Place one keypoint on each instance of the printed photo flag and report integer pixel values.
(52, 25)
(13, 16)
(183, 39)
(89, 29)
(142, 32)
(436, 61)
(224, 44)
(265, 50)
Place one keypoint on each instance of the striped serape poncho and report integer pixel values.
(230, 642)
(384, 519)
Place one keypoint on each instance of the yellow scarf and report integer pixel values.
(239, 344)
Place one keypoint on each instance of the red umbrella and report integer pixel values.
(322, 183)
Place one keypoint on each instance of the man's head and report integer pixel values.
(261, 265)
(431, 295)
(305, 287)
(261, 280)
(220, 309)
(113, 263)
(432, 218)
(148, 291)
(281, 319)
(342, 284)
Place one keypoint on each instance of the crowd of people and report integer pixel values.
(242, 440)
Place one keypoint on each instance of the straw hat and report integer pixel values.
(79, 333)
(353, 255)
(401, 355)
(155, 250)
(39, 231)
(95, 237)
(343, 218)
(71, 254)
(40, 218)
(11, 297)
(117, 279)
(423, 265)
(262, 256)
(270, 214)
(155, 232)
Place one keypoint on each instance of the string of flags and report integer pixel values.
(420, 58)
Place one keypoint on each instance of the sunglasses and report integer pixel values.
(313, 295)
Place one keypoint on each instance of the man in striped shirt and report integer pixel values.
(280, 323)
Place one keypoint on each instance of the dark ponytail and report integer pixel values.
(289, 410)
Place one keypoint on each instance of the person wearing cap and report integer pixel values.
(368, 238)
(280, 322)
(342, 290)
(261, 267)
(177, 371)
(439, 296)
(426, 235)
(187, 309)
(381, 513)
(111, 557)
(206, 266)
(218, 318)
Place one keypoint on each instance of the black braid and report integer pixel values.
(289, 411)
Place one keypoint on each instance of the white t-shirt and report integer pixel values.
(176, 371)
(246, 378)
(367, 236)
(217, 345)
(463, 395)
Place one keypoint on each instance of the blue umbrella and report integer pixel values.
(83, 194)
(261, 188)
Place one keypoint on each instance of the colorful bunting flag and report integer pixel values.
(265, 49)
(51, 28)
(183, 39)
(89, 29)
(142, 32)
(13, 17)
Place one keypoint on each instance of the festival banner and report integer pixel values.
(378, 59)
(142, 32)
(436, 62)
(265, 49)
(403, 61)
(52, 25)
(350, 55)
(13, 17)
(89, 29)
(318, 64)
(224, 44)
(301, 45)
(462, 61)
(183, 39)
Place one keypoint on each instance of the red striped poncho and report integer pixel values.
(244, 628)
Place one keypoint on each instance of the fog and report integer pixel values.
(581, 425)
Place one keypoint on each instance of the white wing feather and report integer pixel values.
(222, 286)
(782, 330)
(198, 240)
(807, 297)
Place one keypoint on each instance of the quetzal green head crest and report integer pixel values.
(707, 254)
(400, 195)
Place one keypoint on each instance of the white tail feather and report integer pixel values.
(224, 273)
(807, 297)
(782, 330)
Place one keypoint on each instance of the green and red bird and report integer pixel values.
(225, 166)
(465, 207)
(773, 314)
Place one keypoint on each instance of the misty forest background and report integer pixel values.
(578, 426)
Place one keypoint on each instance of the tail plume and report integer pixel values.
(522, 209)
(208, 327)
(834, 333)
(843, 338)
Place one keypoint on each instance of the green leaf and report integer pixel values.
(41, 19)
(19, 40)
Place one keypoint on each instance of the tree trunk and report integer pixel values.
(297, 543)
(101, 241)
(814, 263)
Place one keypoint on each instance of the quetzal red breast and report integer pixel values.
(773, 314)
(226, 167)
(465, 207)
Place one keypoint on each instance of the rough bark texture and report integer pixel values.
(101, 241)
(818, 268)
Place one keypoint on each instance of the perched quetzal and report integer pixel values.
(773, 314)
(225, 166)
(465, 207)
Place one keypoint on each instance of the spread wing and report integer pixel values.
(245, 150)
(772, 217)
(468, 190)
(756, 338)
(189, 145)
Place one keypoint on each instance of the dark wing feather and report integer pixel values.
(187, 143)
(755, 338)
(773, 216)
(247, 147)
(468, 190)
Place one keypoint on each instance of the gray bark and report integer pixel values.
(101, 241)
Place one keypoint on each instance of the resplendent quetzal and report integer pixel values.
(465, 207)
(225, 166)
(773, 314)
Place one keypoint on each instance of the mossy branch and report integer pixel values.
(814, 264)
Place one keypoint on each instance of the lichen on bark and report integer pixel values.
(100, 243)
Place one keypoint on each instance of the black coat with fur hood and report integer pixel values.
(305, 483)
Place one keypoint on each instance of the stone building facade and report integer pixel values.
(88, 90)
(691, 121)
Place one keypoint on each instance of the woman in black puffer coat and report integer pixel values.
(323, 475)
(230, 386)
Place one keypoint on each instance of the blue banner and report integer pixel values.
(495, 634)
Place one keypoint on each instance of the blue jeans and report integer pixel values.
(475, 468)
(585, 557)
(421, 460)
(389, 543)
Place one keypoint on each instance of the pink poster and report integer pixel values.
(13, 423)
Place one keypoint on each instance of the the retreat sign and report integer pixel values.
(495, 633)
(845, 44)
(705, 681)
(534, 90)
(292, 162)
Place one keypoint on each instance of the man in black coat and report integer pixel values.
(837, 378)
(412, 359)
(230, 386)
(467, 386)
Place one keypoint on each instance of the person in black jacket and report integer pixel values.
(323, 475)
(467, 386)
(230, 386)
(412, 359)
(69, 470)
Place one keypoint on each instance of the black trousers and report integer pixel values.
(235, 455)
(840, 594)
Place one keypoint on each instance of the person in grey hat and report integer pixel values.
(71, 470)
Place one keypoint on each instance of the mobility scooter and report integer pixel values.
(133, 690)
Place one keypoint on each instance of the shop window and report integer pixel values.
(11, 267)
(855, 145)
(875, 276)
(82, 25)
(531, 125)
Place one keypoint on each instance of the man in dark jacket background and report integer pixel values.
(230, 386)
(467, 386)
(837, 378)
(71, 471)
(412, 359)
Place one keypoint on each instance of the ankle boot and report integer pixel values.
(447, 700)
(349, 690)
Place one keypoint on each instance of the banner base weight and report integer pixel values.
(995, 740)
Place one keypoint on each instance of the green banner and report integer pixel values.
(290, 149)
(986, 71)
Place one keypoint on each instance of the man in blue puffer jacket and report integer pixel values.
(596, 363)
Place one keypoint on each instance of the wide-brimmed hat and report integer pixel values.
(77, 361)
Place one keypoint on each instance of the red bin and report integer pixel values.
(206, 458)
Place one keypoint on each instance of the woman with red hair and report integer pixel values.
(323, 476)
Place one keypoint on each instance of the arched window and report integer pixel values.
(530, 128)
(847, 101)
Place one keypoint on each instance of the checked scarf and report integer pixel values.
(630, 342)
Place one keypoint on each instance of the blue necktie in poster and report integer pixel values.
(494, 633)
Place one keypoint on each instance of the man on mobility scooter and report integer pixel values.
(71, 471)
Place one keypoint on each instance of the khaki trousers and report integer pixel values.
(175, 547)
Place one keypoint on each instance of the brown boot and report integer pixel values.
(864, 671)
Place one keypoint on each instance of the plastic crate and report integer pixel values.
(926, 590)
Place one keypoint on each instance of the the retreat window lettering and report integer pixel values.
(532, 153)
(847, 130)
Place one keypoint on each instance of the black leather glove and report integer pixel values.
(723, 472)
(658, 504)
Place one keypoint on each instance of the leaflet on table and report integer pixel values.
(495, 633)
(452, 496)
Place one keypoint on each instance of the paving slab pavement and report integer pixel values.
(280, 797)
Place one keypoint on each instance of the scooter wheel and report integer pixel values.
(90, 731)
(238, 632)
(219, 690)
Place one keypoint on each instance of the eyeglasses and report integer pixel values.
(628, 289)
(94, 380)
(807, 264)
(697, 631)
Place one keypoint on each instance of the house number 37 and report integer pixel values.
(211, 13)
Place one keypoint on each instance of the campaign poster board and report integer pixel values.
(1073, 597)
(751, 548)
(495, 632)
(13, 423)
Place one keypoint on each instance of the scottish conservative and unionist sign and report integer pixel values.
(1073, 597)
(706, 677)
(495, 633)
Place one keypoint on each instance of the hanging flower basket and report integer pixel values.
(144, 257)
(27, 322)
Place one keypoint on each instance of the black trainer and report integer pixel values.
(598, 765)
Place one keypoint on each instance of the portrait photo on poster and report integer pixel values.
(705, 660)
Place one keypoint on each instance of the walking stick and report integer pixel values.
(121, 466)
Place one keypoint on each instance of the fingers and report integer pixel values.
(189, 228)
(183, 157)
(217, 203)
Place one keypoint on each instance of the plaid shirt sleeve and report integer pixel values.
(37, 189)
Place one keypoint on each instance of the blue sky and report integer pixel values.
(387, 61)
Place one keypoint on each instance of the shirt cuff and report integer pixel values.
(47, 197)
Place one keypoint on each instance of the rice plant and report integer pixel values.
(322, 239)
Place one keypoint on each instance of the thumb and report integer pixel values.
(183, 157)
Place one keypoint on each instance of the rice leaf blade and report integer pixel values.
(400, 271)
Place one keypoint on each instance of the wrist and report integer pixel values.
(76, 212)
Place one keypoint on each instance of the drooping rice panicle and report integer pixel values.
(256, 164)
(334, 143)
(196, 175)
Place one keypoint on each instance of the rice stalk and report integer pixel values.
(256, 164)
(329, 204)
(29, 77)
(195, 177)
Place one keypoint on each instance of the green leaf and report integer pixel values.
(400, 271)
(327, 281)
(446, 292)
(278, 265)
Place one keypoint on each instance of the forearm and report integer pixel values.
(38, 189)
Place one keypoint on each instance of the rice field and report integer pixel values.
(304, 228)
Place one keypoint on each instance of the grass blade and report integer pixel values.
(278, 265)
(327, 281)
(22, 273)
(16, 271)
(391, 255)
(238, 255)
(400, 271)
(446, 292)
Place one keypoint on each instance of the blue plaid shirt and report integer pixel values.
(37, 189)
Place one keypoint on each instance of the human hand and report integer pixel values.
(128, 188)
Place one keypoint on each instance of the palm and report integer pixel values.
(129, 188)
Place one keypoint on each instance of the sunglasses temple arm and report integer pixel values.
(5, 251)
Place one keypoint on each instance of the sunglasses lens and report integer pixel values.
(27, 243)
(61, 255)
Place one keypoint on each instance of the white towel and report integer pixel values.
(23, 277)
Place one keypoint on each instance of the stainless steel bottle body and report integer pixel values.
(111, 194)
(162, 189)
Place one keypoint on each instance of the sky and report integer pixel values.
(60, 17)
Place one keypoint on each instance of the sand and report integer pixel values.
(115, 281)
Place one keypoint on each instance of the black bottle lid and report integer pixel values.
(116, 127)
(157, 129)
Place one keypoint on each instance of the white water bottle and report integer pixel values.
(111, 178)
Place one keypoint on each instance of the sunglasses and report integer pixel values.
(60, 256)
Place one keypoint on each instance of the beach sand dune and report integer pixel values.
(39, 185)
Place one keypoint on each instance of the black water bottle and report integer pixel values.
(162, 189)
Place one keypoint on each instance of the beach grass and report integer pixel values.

## [TASK OBJECTIVE]
Using the records above, please retype only the run of lines from the line holding "Place one keypoint on each instance of the palm" through the last line, both ends included.

## [RESULT OF THIS TASK]
Place one keypoint on each instance of the palm and report integer pixel values.
(129, 188)
Place one keypoint on each instance of the sunglasses temple arm and report integer pixel values.
(5, 251)
Place one keypoint on each instance of the sunglasses lens and report integer pixel values.
(27, 243)
(61, 255)
Place one keypoint on each instance of the white towel and report integer pixel values.
(23, 277)
Place one keypoint on each instance of the stainless steel bottle body and report integer pixel values.
(111, 194)
(162, 189)
Place one keypoint on each instance of the sky and report integer pixel values.
(60, 17)
Place one keypoint on each instance of the sand and report integer pixel values.
(115, 281)
Place one keypoint on each instance of the black bottle lid and report integer pixel values.
(116, 127)
(157, 129)
Place one keypoint on each instance of the white water bottle and report integer pixel values.
(111, 178)
Place one keypoint on each instance of the sunglasses and report integer pixel values.
(60, 256)
Place one keypoint on each instance of the beach sand dune and report integer pixel values.
(39, 185)
Place one keypoint on each instance of the black water bottle and report integer pixel values.
(162, 189)
Place one keypoint on each instance of the beach grass and report integer pixel values.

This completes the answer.